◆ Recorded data

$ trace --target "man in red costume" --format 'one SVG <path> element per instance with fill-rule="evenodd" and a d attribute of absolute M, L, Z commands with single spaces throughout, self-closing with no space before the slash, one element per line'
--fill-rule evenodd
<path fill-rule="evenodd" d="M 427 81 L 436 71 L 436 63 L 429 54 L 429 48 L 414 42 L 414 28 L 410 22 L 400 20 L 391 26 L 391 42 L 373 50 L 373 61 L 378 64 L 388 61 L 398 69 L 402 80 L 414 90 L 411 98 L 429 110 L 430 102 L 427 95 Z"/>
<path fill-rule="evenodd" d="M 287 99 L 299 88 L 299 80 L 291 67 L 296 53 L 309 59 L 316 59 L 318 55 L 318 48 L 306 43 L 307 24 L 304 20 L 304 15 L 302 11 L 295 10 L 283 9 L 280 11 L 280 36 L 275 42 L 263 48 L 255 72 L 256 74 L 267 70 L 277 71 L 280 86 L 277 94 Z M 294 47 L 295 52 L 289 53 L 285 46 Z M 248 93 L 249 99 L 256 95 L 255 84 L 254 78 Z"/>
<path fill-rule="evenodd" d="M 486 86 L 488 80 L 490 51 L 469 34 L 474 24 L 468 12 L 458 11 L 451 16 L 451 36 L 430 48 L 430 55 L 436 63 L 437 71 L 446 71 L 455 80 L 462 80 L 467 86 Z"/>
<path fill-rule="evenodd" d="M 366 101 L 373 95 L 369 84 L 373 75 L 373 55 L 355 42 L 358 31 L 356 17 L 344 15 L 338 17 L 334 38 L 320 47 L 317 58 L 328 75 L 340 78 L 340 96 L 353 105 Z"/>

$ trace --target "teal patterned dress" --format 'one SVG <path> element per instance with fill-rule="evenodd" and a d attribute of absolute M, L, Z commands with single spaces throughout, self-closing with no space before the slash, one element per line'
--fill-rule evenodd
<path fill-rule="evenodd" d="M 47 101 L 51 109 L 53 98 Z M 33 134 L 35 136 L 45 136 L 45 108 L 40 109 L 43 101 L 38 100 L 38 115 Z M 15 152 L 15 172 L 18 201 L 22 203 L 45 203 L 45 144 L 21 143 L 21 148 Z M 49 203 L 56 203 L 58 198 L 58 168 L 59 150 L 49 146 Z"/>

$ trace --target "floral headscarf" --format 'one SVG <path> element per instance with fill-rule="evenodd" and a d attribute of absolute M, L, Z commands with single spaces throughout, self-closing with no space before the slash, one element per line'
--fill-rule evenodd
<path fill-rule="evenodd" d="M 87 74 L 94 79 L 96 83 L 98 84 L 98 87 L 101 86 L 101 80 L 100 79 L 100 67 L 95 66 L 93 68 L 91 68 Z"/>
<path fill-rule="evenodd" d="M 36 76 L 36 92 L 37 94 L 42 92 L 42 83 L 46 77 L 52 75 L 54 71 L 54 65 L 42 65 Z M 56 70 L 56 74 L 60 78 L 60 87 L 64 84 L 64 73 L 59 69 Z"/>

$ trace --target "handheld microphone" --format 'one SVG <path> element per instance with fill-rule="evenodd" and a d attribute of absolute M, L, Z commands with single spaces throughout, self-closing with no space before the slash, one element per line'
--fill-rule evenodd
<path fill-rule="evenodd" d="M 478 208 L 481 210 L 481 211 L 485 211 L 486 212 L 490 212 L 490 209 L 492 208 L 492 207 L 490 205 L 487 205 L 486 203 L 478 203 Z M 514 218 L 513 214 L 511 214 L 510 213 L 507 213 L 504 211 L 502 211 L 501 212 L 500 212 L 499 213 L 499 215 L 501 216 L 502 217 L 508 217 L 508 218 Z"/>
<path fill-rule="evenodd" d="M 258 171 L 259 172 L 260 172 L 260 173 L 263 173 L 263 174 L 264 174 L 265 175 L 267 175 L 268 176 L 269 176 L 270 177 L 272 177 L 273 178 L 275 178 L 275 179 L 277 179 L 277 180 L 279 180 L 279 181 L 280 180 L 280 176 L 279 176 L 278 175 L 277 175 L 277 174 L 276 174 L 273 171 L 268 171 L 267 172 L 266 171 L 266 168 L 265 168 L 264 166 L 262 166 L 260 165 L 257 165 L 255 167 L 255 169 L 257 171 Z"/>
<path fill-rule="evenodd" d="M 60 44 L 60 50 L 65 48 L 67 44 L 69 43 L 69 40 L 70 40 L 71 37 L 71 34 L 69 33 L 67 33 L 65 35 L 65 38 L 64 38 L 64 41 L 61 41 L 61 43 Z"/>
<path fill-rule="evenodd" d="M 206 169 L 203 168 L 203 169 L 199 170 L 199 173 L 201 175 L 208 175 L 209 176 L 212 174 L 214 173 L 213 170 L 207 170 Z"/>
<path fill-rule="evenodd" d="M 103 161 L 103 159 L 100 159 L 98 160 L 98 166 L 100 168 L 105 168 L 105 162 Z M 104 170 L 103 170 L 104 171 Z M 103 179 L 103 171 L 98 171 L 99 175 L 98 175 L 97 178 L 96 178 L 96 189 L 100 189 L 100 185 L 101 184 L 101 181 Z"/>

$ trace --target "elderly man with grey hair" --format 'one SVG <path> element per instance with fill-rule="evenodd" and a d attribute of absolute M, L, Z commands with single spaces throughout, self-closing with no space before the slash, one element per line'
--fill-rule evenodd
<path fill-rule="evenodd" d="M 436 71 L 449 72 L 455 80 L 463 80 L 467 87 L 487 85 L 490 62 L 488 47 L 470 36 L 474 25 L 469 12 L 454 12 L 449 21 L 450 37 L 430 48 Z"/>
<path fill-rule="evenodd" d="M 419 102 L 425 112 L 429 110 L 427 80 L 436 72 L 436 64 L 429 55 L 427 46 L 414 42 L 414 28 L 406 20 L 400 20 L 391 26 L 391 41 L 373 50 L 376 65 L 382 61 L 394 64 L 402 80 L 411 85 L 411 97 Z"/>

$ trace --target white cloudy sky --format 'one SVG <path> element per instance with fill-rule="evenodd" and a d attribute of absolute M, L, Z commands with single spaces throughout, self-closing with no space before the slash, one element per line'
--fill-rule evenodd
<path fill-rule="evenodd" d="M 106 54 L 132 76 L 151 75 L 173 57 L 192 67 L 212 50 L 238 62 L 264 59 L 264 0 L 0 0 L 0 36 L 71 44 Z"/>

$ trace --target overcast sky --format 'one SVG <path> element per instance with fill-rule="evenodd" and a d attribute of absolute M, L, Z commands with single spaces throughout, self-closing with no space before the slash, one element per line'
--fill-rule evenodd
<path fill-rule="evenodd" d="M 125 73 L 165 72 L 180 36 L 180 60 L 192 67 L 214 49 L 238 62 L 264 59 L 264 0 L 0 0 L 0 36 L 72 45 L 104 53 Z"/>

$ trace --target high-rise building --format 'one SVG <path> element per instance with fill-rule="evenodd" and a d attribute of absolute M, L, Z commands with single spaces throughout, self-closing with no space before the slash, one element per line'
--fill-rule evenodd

◆ TASK OBJECTIVE
Format every line of the material as a Markdown table with the columns "Row" and "Line", numbering each row and leaving out blank lines.

◆ EXERCISE RESPONSE
| Row | Line |
|---|---|
| 1 | $ trace --target "man in red costume" --format 'one SVG <path> element per instance with fill-rule="evenodd" and a d attribute of absolute M, L, Z commands with single spaces throughout, self-closing with no space before the slash, one element per line' |
| 2 | --fill-rule evenodd |
| 3 | <path fill-rule="evenodd" d="M 427 81 L 436 71 L 436 63 L 429 54 L 429 48 L 414 42 L 414 28 L 410 22 L 400 20 L 391 26 L 391 42 L 373 50 L 373 61 L 378 64 L 388 61 L 398 69 L 402 80 L 414 90 L 411 98 L 429 110 L 430 102 L 427 95 Z"/> |
| 4 | <path fill-rule="evenodd" d="M 287 99 L 299 88 L 299 80 L 291 67 L 296 53 L 309 59 L 316 59 L 318 55 L 318 48 L 306 43 L 307 24 L 304 20 L 304 15 L 302 11 L 295 10 L 283 9 L 280 11 L 280 36 L 275 42 L 263 48 L 255 72 L 256 74 L 267 70 L 277 71 L 280 86 L 277 94 Z M 294 47 L 295 52 L 289 53 L 285 46 Z M 248 93 L 249 99 L 256 95 L 255 84 L 254 78 Z"/> |
| 5 | <path fill-rule="evenodd" d="M 486 86 L 488 80 L 490 51 L 469 34 L 474 24 L 468 12 L 458 11 L 451 16 L 451 36 L 430 48 L 430 55 L 436 63 L 437 71 L 446 71 L 455 80 L 462 80 L 467 86 Z"/> |
| 6 | <path fill-rule="evenodd" d="M 366 101 L 373 95 L 369 84 L 373 75 L 373 55 L 355 42 L 358 31 L 356 17 L 344 15 L 338 17 L 334 38 L 320 47 L 317 58 L 328 75 L 340 78 L 340 96 L 353 105 Z"/> |
| 7 | $ trace --target "teal patterned dress" --format 'one SVG <path> element per instance with fill-rule="evenodd" and a d attribute of absolute M, L, Z commands with single spaces throughout, self-closing with no space before the slash, one element per line' |
| 8 | --fill-rule evenodd |
| 9 | <path fill-rule="evenodd" d="M 47 101 L 51 109 L 53 98 Z M 33 134 L 35 136 L 45 136 L 45 108 L 40 109 L 43 101 L 38 100 L 38 115 Z M 15 152 L 15 172 L 18 201 L 22 203 L 45 203 L 45 144 L 21 143 L 21 148 Z M 49 203 L 56 203 L 58 198 L 58 168 L 59 150 L 49 146 Z"/> |
| 10 | $ trace --target "floral headscarf" --format 'one SVG <path> element per instance with fill-rule="evenodd" and a d attribute of absolute M, L, Z commands with single spaces throughout, self-closing with no space before the slash, one element per line' |
| 11 | --fill-rule evenodd |
| 12 | <path fill-rule="evenodd" d="M 87 74 L 94 79 L 96 83 L 98 84 L 98 87 L 101 86 L 101 80 L 100 79 L 100 67 L 95 66 L 93 68 L 91 68 Z"/> |
| 13 | <path fill-rule="evenodd" d="M 36 76 L 36 92 L 37 94 L 42 92 L 42 83 L 46 77 L 52 75 L 54 71 L 54 65 L 42 65 Z M 56 70 L 56 74 L 60 78 L 60 87 L 64 84 L 64 73 L 59 69 Z"/> |
| 14 | $ trace --target "handheld microphone" --format 'one SVG <path> element per instance with fill-rule="evenodd" and a d attribute of absolute M, L, Z commands with single spaces throughout, self-closing with no space before the slash, one element per line' |
| 15 | --fill-rule evenodd |
| 16 | <path fill-rule="evenodd" d="M 478 208 L 481 210 L 481 211 L 485 211 L 486 212 L 490 212 L 490 209 L 492 208 L 492 207 L 490 205 L 487 205 L 486 203 L 478 203 Z M 514 218 L 513 214 L 511 214 L 510 213 L 507 213 L 504 211 L 502 211 L 501 212 L 500 212 L 499 213 L 499 215 L 501 216 L 502 217 L 508 217 L 508 218 Z"/> |
| 17 | <path fill-rule="evenodd" d="M 258 171 L 259 172 L 260 172 L 260 173 L 263 173 L 263 174 L 264 174 L 265 175 L 267 175 L 268 176 L 269 176 L 270 177 L 272 177 L 273 178 L 275 178 L 275 179 L 277 179 L 277 180 L 279 180 L 279 181 L 280 180 L 280 176 L 279 176 L 278 175 L 277 175 L 277 174 L 276 174 L 273 171 L 268 171 L 267 172 L 266 171 L 266 168 L 265 168 L 264 166 L 262 166 L 260 165 L 257 165 L 255 167 L 255 169 L 257 171 Z"/> |
| 18 | <path fill-rule="evenodd" d="M 60 44 L 60 50 L 65 48 L 67 44 L 69 43 L 69 40 L 70 40 L 71 37 L 71 34 L 69 33 L 67 33 L 65 35 L 65 38 L 64 38 L 64 41 L 61 41 L 61 43 Z"/> |
| 19 | <path fill-rule="evenodd" d="M 206 169 L 203 168 L 203 169 L 199 170 L 199 173 L 201 175 L 208 175 L 209 176 L 212 174 L 214 173 L 213 170 L 207 170 Z"/> |
| 20 | <path fill-rule="evenodd" d="M 103 161 L 103 159 L 100 159 L 98 160 L 98 166 L 100 168 L 105 168 L 105 162 Z M 104 170 L 103 170 L 104 171 Z M 103 179 L 103 171 L 98 171 L 99 175 L 98 175 L 97 178 L 96 178 L 96 189 L 100 189 L 100 185 L 101 184 L 101 181 Z"/> |
| 21 | $ trace --target "elderly man with grey hair" --format 'one SVG <path> element per instance with fill-rule="evenodd" and a d attribute of absolute M, L, Z commands with single spaces throughout, self-closing with no space before the slash, one element per line' |
| 22 | --fill-rule evenodd |
| 23 | <path fill-rule="evenodd" d="M 436 71 L 449 72 L 455 80 L 463 80 L 467 87 L 487 85 L 490 62 L 488 47 L 470 36 L 474 25 L 469 12 L 454 12 L 449 21 L 450 37 L 430 48 Z"/> |
| 24 | <path fill-rule="evenodd" d="M 419 102 L 425 112 L 429 110 L 427 80 L 436 72 L 436 64 L 429 55 L 427 46 L 414 42 L 414 28 L 406 20 L 400 20 L 391 26 L 391 41 L 373 50 L 376 65 L 382 61 L 394 64 L 402 80 L 411 85 L 411 97 Z"/> |
| 25 | $ trace --target white cloudy sky --format 'one SVG <path> element per instance with fill-rule="evenodd" and a d attribute of absolute M, L, Z commands with single spaces throughout, self-closing with no space before the slash, one element per line' |
| 26 | --fill-rule evenodd |
| 27 | <path fill-rule="evenodd" d="M 106 54 L 132 76 L 151 75 L 173 57 L 192 67 L 212 50 L 238 62 L 264 59 L 264 0 L 0 0 L 0 36 L 71 44 Z"/> |
| 28 | $ trace --target overcast sky --format 'one SVG <path> element per instance with fill-rule="evenodd" and a d attribute of absolute M, L, Z commands with single spaces throughout, self-closing with no space before the slash, one element per line' |
| 29 | --fill-rule evenodd |
| 30 | <path fill-rule="evenodd" d="M 125 73 L 165 72 L 180 36 L 180 60 L 192 67 L 214 49 L 238 62 L 264 59 L 264 0 L 0 0 L 0 36 L 72 45 L 104 53 Z"/> |
| 31 | $ trace --target high-rise building --format 'one SVG <path> element per instance with fill-rule="evenodd" and a d attribute of absolute M, L, Z commands with single spaces throughout, self-closing with no space before the slash, one element per line' |
| 32 | --fill-rule evenodd |